INFORMATION PROVIDED START
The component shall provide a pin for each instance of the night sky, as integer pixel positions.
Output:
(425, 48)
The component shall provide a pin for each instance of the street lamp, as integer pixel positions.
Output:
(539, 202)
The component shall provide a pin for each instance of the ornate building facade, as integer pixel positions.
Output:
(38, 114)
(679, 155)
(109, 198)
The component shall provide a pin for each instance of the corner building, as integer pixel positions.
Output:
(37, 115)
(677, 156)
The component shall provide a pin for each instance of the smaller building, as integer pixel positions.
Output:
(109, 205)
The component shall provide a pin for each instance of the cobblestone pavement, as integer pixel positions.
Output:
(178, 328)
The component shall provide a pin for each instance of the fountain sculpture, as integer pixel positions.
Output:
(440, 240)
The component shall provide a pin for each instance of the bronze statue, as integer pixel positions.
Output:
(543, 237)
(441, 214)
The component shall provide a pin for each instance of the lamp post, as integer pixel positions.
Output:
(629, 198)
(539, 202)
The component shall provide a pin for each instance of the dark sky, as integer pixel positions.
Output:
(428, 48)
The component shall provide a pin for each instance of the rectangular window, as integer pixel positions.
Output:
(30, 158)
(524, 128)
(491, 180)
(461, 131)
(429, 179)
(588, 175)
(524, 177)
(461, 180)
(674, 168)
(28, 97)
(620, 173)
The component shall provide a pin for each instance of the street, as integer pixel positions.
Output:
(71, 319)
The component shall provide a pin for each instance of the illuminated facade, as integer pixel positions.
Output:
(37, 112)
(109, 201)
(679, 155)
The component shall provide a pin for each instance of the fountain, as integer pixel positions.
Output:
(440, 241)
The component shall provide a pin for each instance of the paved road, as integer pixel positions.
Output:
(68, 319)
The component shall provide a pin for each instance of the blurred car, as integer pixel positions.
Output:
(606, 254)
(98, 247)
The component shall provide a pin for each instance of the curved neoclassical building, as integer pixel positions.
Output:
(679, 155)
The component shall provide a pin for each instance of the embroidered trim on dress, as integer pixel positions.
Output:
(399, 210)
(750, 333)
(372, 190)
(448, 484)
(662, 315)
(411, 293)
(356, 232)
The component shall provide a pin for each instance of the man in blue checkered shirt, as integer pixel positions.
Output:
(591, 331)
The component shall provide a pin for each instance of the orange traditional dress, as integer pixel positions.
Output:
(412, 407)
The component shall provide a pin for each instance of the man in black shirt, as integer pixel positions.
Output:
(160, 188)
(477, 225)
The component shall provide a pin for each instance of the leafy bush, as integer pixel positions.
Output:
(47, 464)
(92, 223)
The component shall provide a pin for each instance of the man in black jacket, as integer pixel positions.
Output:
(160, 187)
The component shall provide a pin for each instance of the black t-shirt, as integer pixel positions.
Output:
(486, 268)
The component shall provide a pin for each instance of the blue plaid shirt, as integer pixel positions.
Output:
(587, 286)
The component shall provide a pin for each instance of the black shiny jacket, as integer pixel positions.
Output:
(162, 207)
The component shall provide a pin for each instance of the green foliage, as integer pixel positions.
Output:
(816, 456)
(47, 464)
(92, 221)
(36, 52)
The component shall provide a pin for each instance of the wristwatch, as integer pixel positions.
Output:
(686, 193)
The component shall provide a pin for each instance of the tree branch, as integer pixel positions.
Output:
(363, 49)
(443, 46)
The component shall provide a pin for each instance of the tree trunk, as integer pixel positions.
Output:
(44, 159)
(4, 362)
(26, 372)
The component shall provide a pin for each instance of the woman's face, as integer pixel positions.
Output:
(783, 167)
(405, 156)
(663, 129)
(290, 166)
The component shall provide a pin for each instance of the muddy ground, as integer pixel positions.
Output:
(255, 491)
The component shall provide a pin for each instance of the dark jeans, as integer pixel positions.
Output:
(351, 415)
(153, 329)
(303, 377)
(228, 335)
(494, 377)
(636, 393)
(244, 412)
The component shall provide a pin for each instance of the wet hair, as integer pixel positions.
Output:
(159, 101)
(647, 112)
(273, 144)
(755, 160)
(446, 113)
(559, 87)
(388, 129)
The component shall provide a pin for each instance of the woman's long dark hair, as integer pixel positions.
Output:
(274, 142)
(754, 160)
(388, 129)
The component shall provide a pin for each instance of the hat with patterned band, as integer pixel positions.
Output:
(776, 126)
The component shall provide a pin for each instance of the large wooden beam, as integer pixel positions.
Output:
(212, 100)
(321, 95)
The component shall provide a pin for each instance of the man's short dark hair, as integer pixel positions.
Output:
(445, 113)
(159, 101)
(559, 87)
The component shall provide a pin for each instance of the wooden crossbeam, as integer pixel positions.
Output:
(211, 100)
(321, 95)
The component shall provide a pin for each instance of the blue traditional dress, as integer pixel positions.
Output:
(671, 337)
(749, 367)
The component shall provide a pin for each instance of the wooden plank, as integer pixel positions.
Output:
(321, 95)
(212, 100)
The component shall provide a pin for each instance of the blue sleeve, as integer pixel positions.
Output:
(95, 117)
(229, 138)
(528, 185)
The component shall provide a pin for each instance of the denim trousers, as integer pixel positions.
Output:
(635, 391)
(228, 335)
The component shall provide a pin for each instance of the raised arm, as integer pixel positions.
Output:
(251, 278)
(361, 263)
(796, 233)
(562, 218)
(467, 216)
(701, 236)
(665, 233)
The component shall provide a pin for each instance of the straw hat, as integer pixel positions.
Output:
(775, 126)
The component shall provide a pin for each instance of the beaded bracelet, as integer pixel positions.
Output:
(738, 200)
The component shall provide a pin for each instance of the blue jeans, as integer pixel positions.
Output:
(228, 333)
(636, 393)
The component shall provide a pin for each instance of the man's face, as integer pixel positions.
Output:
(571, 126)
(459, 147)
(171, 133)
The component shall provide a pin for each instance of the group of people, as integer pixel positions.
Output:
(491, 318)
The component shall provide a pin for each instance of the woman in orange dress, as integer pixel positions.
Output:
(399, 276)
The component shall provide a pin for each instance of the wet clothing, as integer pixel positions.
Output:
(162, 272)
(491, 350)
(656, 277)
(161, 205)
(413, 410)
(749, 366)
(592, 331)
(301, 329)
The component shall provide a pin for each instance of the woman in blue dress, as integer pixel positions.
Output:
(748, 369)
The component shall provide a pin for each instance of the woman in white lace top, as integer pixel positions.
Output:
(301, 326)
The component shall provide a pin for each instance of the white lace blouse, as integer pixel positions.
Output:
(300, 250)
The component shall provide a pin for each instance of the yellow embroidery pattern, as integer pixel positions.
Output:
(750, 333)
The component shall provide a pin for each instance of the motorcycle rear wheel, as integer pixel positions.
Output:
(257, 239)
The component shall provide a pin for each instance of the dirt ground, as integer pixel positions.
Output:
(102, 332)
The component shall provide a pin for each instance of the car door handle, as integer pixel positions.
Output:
INFORMATION PROVIDED END
## [WHAT THE TASK ASKS]
Go through the listing above, count the lines that contain "jeans", and state that number alone.

## [RESPONSE]
2